Task goal
Retype the data below, starting at the line containing "Target: dry brown vegetation" and ending at the line containing "(1039, 243)", with both of those lines included and nothing else.

(Stored data entries)
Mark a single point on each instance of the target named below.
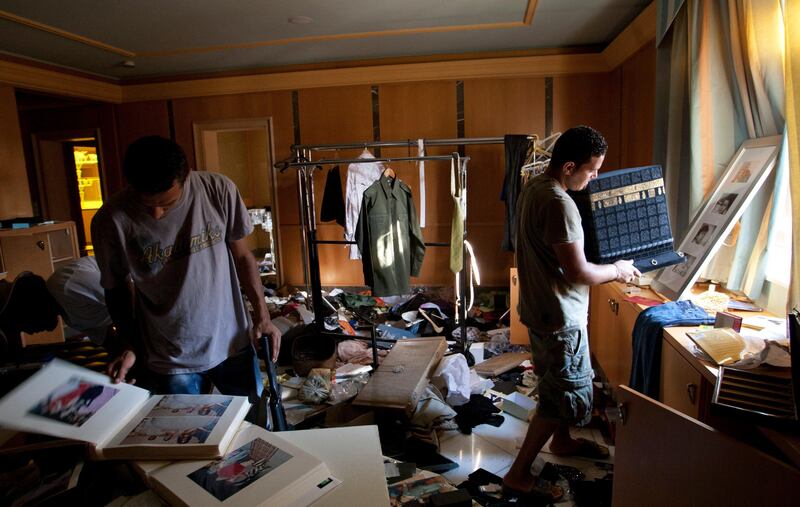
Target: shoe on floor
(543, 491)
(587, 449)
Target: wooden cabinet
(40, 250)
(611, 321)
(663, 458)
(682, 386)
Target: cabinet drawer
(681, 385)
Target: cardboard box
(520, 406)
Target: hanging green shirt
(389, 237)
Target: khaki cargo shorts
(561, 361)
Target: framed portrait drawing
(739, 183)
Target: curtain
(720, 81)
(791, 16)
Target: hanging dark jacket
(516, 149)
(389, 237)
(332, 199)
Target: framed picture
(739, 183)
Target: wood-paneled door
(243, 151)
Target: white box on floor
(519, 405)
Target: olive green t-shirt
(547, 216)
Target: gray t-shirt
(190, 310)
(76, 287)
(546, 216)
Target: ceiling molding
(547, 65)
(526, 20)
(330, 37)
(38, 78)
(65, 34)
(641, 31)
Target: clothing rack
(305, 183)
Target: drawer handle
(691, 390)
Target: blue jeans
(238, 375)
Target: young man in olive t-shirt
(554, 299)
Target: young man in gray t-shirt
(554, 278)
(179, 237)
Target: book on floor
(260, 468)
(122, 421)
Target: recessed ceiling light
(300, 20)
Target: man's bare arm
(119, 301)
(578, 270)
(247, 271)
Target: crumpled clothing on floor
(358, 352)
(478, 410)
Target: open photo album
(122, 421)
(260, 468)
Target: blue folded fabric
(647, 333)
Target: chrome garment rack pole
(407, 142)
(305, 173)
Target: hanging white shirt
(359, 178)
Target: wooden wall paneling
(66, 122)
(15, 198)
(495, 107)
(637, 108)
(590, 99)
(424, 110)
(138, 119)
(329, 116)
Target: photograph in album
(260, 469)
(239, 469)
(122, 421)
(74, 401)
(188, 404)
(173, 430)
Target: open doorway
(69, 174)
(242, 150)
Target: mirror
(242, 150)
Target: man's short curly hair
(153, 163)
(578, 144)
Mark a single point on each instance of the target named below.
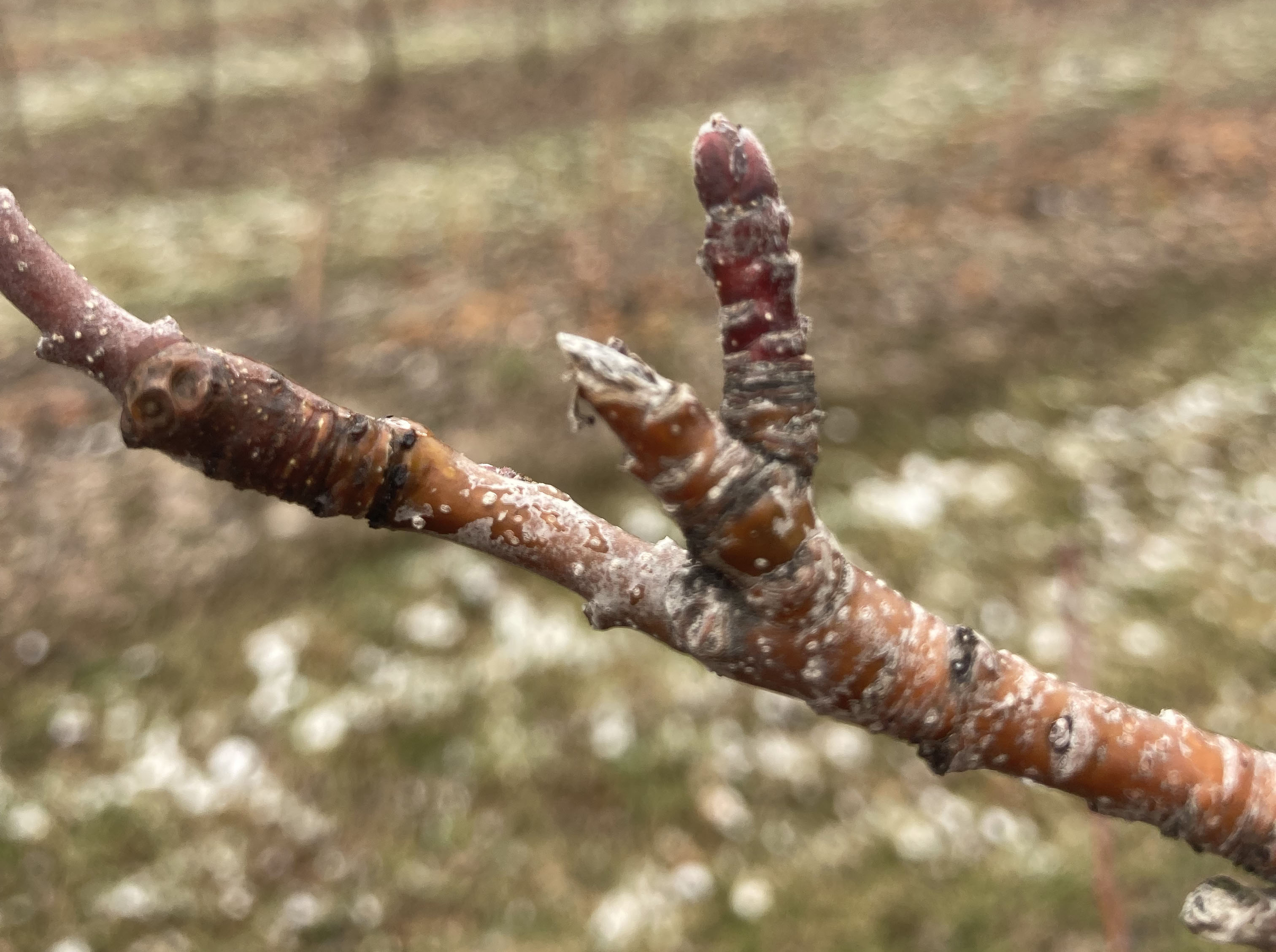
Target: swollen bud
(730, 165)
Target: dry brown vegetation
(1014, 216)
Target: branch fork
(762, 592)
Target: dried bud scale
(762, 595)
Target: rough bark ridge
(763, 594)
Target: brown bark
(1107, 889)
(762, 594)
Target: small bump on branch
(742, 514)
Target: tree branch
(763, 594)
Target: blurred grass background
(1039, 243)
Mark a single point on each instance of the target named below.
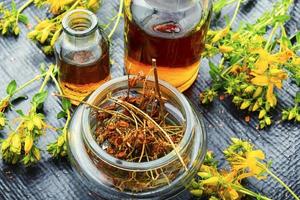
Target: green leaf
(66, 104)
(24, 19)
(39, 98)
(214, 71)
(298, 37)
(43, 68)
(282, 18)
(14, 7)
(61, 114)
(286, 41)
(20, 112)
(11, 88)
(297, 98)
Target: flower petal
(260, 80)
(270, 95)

* * *

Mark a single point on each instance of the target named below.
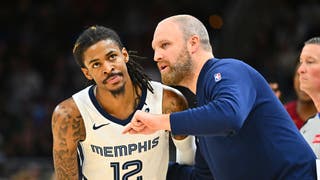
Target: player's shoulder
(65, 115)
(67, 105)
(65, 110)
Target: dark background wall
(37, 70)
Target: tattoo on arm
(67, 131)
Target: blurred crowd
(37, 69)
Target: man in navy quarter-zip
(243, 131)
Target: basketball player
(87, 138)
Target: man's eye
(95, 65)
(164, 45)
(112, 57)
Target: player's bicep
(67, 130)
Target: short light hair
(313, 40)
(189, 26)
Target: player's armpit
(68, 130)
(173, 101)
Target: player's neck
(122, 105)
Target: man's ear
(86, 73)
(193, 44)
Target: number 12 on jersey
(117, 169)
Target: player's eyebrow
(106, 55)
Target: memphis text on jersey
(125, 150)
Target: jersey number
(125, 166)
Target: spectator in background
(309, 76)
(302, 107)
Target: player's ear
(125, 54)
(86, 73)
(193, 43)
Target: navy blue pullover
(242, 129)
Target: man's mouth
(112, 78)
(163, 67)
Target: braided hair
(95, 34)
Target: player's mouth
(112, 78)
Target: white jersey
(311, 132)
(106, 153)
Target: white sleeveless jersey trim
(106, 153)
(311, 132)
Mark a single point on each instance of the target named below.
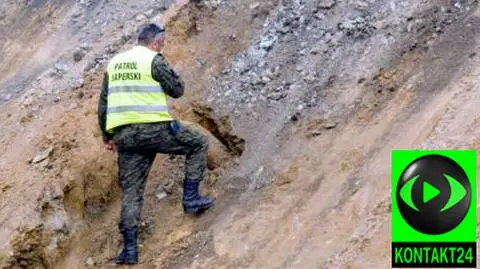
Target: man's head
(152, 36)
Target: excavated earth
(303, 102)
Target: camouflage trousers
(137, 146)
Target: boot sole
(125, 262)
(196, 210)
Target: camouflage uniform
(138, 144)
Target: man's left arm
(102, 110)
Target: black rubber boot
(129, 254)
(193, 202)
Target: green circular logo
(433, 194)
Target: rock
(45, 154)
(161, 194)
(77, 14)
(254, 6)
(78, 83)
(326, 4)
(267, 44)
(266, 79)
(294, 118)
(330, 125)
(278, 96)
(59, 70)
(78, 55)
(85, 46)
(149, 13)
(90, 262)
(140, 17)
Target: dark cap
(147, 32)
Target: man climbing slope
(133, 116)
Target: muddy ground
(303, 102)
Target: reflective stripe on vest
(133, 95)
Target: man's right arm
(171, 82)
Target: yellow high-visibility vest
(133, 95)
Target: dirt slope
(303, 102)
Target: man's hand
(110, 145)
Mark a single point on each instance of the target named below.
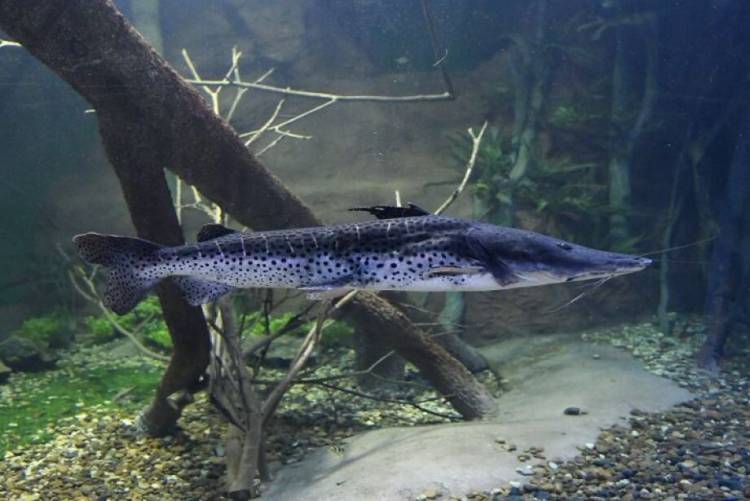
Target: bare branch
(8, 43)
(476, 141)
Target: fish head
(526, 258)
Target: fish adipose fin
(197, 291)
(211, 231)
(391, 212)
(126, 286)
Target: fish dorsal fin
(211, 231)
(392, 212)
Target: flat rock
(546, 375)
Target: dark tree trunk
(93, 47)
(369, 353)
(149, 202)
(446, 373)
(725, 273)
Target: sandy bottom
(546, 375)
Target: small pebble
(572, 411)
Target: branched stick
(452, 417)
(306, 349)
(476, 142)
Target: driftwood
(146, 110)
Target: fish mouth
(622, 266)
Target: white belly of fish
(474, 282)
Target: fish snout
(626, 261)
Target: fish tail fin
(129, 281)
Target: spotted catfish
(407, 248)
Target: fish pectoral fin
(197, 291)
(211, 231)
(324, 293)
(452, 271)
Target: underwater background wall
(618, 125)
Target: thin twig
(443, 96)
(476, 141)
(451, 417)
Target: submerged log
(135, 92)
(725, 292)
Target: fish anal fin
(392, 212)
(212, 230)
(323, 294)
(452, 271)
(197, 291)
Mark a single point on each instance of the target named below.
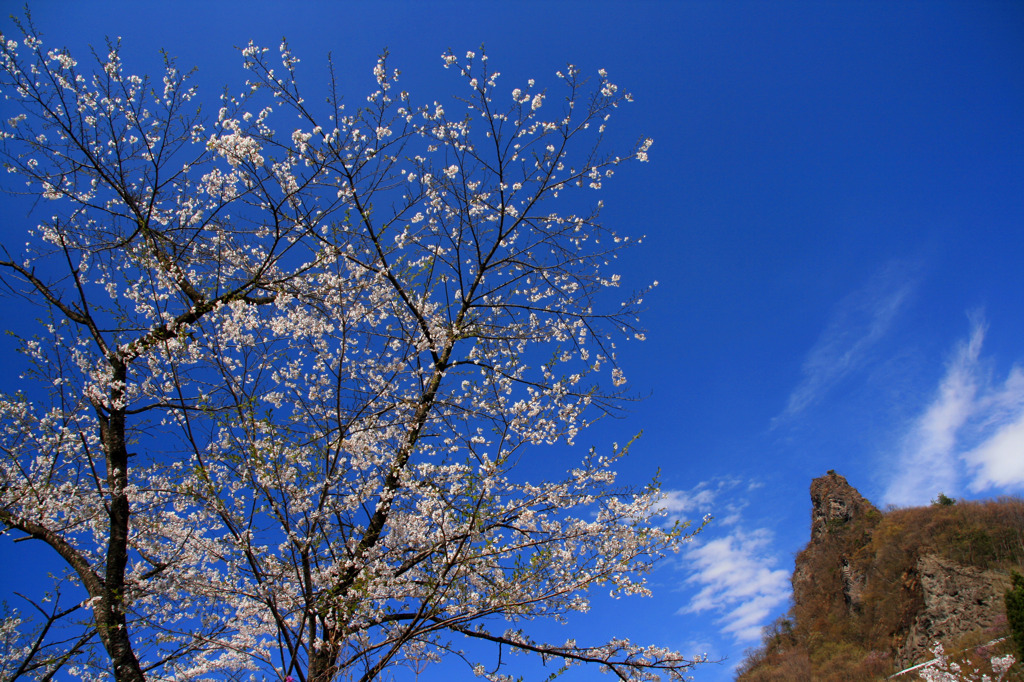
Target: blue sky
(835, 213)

...

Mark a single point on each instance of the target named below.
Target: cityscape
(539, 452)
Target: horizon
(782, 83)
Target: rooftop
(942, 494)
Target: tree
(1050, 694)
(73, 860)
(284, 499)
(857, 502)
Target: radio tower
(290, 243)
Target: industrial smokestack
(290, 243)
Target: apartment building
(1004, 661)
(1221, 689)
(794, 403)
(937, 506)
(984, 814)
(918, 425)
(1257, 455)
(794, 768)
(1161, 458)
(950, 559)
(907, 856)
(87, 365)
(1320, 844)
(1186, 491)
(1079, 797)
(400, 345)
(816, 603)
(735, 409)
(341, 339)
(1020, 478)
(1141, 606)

Correct response
Target: dry brown vegetation
(1014, 216)
Target: branch fork
(762, 592)
Target: dried bud scale
(762, 595)
Target: rough bark ridge
(763, 594)
Target: brown bark
(1107, 889)
(762, 594)
Target: small bump on branch
(742, 514)
Target: tree branch
(763, 594)
Target: blurred grass background
(1039, 243)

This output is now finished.